━━━ Entries supplied ━━━

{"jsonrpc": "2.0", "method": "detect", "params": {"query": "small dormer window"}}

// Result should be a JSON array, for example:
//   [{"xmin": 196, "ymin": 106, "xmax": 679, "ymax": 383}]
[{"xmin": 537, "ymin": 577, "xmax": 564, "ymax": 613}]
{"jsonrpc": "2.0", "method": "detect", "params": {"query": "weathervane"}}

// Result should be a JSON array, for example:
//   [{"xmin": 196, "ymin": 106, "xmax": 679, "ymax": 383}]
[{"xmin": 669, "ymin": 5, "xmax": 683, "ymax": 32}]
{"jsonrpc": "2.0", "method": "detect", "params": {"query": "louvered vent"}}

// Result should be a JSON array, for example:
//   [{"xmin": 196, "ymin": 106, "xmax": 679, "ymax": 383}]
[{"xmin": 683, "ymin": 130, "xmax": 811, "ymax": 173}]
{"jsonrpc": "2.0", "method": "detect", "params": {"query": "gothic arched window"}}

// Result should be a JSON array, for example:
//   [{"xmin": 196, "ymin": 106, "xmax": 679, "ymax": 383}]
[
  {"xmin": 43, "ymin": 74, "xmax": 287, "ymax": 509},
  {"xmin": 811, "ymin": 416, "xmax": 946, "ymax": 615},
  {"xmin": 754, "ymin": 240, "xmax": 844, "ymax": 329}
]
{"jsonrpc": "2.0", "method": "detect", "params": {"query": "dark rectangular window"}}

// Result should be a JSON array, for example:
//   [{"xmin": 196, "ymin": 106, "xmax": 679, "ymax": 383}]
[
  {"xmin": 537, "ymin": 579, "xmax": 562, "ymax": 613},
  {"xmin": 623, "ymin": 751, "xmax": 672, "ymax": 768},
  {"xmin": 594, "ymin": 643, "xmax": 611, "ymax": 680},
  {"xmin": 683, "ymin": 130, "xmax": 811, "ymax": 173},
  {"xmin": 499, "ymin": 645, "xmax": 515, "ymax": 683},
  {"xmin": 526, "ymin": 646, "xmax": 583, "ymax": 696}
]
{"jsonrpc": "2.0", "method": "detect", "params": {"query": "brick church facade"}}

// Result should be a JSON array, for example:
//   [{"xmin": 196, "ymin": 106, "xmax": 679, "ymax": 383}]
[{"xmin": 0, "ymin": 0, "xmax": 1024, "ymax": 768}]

━━━

Please work out how many lines of the material above contain the string "window", and reply with only that number.

3